[ClusterLabs] Auto-failback prevention
Jaap Winius
jwinius at umrk.nl
Thu Feb 20 11:15:38 EST 2020
Hi folks,
My test system consists of two nodes running CentOS 7 and DRBD. The
Pacemaker configuration below results in a system with a preferred
master, bd3c7, and a slave, bd4c7, between which a set of resources
will fail over and later back, within about two seconds either way,
depending on the availability of the master. So far so good.
However, now I'd like to prevent those automatic failbacks from
happening. The two nodes are completely equal anyway and failbacks
just double the time that the service is unavailable. Besides, if
bd3c7 starts suffering from intermittent connectivity problems, any
failbacks could just make things worse.
I have tried setting the meta option "resource-stickiness" to 100, but
this seems to have no effect. I suspect it is due to the presence of
"cli-prefer-drbd-master", but without this location constraint (which
is created by the "pcs resource move" command) the resources just stop
and never fail over when the node goes down.
So, how should the configuration below be altered to result only in
failovers, while preventing failbacks from ever happening?

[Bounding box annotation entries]
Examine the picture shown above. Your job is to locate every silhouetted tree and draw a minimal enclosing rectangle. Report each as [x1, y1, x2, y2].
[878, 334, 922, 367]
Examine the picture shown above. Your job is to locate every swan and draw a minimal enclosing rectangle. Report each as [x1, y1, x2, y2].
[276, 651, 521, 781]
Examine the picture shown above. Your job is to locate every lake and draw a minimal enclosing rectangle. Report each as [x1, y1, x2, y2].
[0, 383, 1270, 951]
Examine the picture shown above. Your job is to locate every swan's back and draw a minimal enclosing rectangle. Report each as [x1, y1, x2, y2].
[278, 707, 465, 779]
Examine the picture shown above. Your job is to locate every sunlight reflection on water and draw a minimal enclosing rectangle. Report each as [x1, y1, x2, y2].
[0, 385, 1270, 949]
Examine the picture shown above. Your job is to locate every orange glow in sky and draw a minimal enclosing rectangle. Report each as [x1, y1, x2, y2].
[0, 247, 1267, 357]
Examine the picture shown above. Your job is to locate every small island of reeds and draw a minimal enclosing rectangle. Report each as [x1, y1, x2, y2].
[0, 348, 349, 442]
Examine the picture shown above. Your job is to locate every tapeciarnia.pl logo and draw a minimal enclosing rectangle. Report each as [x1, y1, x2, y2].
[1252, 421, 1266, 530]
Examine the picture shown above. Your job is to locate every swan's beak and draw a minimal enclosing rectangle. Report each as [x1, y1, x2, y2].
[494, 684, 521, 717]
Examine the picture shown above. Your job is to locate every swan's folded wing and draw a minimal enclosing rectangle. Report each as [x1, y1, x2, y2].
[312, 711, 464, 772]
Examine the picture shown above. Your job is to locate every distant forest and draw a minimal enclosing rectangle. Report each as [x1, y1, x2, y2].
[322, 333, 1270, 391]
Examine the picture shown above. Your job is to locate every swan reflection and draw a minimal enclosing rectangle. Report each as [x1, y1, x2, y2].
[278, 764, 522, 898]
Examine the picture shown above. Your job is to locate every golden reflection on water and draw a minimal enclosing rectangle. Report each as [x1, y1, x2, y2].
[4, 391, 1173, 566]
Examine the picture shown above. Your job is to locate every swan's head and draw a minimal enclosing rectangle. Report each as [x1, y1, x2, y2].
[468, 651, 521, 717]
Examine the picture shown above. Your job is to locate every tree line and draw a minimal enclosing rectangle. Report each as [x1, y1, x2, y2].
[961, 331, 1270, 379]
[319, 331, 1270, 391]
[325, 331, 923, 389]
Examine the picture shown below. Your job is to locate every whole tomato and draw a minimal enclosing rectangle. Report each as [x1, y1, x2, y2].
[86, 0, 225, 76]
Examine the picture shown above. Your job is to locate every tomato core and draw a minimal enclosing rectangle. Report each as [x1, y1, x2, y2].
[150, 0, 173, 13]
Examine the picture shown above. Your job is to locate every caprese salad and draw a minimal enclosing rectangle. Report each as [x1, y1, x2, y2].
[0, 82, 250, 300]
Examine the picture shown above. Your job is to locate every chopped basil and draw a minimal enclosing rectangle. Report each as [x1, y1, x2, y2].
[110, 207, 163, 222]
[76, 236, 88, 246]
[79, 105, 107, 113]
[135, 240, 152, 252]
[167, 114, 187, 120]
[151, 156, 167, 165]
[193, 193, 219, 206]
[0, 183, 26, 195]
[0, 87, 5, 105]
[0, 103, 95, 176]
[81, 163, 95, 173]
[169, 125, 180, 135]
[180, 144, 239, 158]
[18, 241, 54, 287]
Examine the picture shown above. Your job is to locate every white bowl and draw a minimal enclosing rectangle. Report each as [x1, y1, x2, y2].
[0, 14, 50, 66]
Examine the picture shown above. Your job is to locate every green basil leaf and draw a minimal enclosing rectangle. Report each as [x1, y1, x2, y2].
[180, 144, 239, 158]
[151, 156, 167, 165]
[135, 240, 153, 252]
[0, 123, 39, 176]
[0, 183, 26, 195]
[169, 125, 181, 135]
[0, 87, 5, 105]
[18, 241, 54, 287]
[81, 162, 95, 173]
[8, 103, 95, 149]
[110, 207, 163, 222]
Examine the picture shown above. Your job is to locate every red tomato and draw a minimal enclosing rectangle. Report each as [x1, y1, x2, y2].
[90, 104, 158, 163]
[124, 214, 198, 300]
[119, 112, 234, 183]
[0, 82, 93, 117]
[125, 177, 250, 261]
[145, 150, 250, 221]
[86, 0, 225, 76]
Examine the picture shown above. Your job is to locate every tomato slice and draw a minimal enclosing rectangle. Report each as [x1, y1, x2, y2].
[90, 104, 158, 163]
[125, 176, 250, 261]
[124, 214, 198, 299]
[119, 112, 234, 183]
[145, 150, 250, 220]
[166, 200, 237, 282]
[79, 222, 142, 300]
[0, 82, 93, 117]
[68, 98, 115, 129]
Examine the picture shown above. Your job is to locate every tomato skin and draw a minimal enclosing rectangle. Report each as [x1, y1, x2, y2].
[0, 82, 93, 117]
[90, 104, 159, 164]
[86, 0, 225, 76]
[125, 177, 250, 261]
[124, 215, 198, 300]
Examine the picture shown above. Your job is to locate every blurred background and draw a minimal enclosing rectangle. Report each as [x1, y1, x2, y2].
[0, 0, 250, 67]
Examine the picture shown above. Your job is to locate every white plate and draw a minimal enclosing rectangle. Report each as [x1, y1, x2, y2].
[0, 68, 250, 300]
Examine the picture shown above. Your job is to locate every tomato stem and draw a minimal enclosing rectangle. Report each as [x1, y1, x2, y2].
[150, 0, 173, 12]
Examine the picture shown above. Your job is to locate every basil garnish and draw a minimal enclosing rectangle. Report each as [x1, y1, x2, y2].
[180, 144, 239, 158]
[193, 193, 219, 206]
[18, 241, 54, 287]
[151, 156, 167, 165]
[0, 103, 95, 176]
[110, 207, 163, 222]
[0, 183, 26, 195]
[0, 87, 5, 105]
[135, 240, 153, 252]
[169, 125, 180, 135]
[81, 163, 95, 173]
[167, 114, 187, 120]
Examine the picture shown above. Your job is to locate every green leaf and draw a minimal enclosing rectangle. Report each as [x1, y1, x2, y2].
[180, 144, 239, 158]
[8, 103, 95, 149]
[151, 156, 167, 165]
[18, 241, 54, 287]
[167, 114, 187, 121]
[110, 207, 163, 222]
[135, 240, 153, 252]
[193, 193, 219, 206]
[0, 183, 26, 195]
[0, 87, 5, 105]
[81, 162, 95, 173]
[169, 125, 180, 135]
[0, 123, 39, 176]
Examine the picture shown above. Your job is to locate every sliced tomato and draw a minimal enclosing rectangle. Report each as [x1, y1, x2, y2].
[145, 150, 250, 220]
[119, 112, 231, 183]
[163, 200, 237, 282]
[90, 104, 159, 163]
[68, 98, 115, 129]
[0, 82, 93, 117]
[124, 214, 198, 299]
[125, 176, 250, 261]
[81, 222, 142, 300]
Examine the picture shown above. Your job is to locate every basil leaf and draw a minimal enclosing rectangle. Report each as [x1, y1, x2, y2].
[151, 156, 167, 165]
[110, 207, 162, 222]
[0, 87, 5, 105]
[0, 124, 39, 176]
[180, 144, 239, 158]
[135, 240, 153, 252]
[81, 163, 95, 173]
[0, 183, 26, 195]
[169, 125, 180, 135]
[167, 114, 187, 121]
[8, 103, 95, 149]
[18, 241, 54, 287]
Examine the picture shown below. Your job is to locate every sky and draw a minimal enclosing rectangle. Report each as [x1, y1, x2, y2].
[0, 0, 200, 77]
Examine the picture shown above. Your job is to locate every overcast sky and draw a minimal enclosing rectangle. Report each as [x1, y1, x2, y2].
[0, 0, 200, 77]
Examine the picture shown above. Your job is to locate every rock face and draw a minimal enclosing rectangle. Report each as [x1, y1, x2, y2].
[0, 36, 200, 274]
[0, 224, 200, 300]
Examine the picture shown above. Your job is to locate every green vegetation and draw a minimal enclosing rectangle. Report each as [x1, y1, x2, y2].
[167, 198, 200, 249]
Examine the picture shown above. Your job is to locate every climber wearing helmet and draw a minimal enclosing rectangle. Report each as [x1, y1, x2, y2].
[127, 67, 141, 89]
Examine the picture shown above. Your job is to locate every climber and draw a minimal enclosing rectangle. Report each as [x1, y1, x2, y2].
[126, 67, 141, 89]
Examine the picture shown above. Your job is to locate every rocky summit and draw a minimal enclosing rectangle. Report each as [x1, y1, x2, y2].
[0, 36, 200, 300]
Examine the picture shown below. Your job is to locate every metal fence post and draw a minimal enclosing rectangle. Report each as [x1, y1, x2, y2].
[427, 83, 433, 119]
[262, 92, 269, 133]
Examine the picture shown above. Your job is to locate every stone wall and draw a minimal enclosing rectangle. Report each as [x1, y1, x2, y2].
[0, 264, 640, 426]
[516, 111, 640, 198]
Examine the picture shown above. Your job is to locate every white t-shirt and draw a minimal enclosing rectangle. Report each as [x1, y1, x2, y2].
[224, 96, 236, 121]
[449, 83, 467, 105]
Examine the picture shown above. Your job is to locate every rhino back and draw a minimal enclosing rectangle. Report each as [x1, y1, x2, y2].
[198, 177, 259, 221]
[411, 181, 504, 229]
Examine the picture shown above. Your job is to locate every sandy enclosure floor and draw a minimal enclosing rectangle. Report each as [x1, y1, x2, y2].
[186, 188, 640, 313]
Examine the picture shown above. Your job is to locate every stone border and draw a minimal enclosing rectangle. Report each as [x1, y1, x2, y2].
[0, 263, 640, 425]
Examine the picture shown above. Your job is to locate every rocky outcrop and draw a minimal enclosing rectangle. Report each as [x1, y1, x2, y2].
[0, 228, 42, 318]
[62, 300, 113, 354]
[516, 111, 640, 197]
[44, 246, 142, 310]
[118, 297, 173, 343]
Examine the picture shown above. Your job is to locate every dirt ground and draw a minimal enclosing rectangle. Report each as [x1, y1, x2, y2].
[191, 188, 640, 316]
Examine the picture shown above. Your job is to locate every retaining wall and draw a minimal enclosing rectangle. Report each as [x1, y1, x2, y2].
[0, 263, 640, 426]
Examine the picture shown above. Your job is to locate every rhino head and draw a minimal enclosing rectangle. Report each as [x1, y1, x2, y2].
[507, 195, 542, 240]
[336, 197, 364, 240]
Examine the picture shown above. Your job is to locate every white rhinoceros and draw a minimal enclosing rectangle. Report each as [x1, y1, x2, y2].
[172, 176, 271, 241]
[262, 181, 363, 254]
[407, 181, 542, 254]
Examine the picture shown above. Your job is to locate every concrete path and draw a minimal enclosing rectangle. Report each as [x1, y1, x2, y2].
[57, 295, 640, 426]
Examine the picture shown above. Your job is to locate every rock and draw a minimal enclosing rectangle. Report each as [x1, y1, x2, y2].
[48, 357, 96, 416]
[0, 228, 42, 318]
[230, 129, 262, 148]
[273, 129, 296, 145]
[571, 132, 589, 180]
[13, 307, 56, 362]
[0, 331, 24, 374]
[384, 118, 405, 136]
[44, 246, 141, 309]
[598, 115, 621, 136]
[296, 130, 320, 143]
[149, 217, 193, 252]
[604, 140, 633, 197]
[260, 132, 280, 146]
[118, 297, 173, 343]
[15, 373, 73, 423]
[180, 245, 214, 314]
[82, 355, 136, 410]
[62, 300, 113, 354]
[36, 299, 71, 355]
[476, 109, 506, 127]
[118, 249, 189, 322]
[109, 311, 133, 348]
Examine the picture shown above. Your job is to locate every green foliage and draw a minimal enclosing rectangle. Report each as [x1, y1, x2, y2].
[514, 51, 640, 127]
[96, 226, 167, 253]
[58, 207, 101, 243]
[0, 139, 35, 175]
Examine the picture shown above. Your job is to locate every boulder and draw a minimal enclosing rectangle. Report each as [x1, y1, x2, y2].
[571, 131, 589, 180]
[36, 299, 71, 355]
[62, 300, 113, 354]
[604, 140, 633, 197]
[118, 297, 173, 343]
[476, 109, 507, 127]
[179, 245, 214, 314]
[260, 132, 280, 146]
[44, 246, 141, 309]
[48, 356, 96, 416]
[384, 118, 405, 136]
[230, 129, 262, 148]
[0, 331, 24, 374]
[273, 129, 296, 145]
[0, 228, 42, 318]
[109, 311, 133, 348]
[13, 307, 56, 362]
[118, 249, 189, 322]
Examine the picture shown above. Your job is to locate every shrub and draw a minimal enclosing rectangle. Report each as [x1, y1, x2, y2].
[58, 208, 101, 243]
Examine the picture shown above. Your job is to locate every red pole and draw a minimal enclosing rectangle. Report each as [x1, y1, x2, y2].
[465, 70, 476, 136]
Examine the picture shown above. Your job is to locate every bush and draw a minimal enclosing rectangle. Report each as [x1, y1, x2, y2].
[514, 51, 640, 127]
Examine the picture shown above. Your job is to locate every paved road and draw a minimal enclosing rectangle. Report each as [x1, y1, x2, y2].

#### WHAT IS ASKED
[A] Please reproduce the rows from the line containing "locate every bush" through the end of the rows, inclusive, substituting "tight bounding rectangle" for "minimal enclosing rectangle" and keeping everything else the same.
[B] Resume the forum post on Pacemaker auto-failback prevention from the point where it stops.

#### IN RESPONSE
[A]
Examine the picture shown above. Your job is to locate every bush and draw a tight bounding rectangle. Report each as [x1, y1, x2, y2].
[514, 51, 640, 127]
Examine the picture shown above. Your job is to locate every paved road and draw a tight bounding rectangle. Report each as [x1, y1, x2, y2].

[B]
Thanks,
Jaap Winius
############# config ###################
[root at bd4c7 ~]# pcs resource create drbd ocf:linbit:drbd
drbd_resource=r0 op monitor interval=60s ; \
pcs resource master drbd master-max=1 master-node-max=1
clone-max=2 clone-node-max=1 notify=true ; \
pcs resource create mount Filesystem device="/dev/drbd0"
directory="/data" fstype="ext4" ; \
pcs constraint colocation add mount with drbd-master INFINITY
with-rsc-role=Master ; \
pcs constraint order promote drbd-master then mount ; \
pcs resource create vip ocf:heartbeat:IPaddr2 ip=192.168.2.73
cidr_netmask=24 op monitor interval=30s ; \
pcs constraint colocation add vip with drbd-master INFINITY
with-rsc-role=Master ; \
pcs constraint order mount then vip ; \
pcs resource create nfsd nfsserver nfs_shared_infodir=/data ; \
pcs resource create nfscfg exportfs clientspec="192.168.2.55"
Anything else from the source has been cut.